After two days of travelling via car, B & I have finally arrived at our vacation destination. We've both been going through a lot of personal changes over the last few months, and some time to chill out and hang out has been much anticipated.
In order to make the vacation a complete break from our life back home, we are also unplugging ourselves from the internet, so I will be away from the blog until next Friday. I do hope this is ok with you all!
Thanks for all your support in the initial days of this blog's beginnings. It's been so encouraging; I'm so glad to hear that the posts here resonate with your personal journey in some way. Thanks also to those of you who voted for the political debate...I must say I was really surprised by some of the answers!
In order to keep the blog alive and ticking while I'm away, I've put up a poll to get some feedback on the directions in which you would like this blog to go when I return from vacation. You can pick more than one answer, so click away! Of course, polls can only say so much, and if you would like to give even more feedback via comments or e-mail (which is noted on the "About Me" page, I'm all ears!
Thanks again! See you soon!
21.6.08
On the Road...
17.6.08
Show Your Love, Show Your Pride
This post is Part 5 of a 5 Part series on Showing Your Pride through Simple, Unexpected Ways. Come join the dialogue!
I honestly think that the most important way that we can show our pride is through our love, especially because our love is the heart of our difference. Treating our partners with respect and integrity and having healthy, loving relationships and encounters is an essential foundation to earning respect for our queer lifestyle. There are those who still believe that the queer community is only about living an instable pattern of hyper-sexualized indulgences, and our dedication to loving well and honestly, whether in a monogamous relationship or not, is an essential part of changing that stereotype.
We can also show our love by making small, open gestures of our queer affections. My partner and I are strong believers that showing appropriate public displays of our love, such as holding hands, is an active means to help change people's stereotypes of the queer community. We consistently receive a mix of stares, signs of disgust, or intrigue, and these vivid responses encourages us to continue to engage people's perceptions and misperceptions of what it means to be in love with someone of the same gender. I believe we are also making a sign of solidarity with those of the street who might feel less comfortable to show such similar signs, but clearly show signs of gratitude to us for expressing what they are not currently able to.
Working to make our loving relationship the best possible is the foundation of living out our queer identities with pride. Love is the reason why we are queer in the first place, and showing that love is the best way to show our pride.
Thank you for following me through my sharing of simple, unexpected ways to show your pride. Do you have any further suggestions?
16.6.08
Show Your Care, Show Your Pride
According the Macleans magazine, the majority of fundamentalist Christians who consider homosexuality to be a sin have never met someone who is a part of the queer community. Clearly, their stereotypes and prejudices are rooted in the fears of the unknown. In this case, any positive interaction that we can have with those who have very little personal experience with the queer community can, and has proven to, make differences in the ways that people view members of the LGBT community, simply because it helps them realize that we are just ordinary people who are fighting for the respect of our love. Considering this, it is important that we show care to those that we encounter, especially if they know or might find out about our orientation, because we don't fully know what point in their journey that they are in accepting members of the queer community.

▸ Data extract:
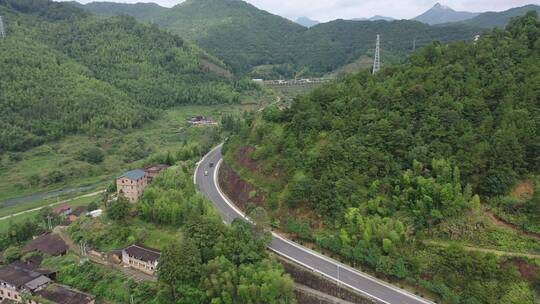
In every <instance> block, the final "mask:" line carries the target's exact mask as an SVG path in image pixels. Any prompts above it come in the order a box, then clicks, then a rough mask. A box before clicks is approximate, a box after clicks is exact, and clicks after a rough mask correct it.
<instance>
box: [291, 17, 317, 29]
mask: <svg viewBox="0 0 540 304" xmlns="http://www.w3.org/2000/svg"><path fill="white" fill-rule="evenodd" d="M295 22H296V23H298V24H300V25H303V26H305V27H312V26H315V25H317V24H319V23H321V22H319V21H317V20H313V19H310V18H308V17H300V18H298V19H296V21H295Z"/></svg>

▸ What to work on:
**1)** In the blog excerpt, until when will the writer be away from the blog?
**2)** List every reaction the blog excerpt says the writer and partner consistently receive when they show public displays of their love.
**3)** Please carry the blog excerpt forward from its final sentence.

▸ Task answers:
**1)** Until next Friday.

**2)** Stares, signs of disgust, and intrigue.

**3)**
Caring for others is a fantastic way to demonstrate that we are good people who deserve to have the same rights and respect as everyone else. Raised in a fundamentalist Christian environment myself, I had never met a homosexual myself until I was 19 years old, volunteering at a group home for people with disabilities, which also happened to be a haven for members of the queer community. This encounter with wonderful, caring people really challenged the stereotypes that I had been raised to hold against the gay community and, inadvertedly, provided me with a safe place to begin questioning my own sexuality. When I was to later come out to my parents, it was their positive, personal encounters with other caring members of the queer community which made (and is making) their journey towards accepting me much easier for them.
Volunteer work is a really great way to give back to others and it provides the opportunity to meet people who might not otherwise be in your circle of aquaintence, extending the possibility of transforming stereotypes of our community for those who might not be personally acquainted with members of the queer community. In every encounter that we have with others, it is important that we share our ability and desire to positively contribute to our communities, both within and without our circle of pride.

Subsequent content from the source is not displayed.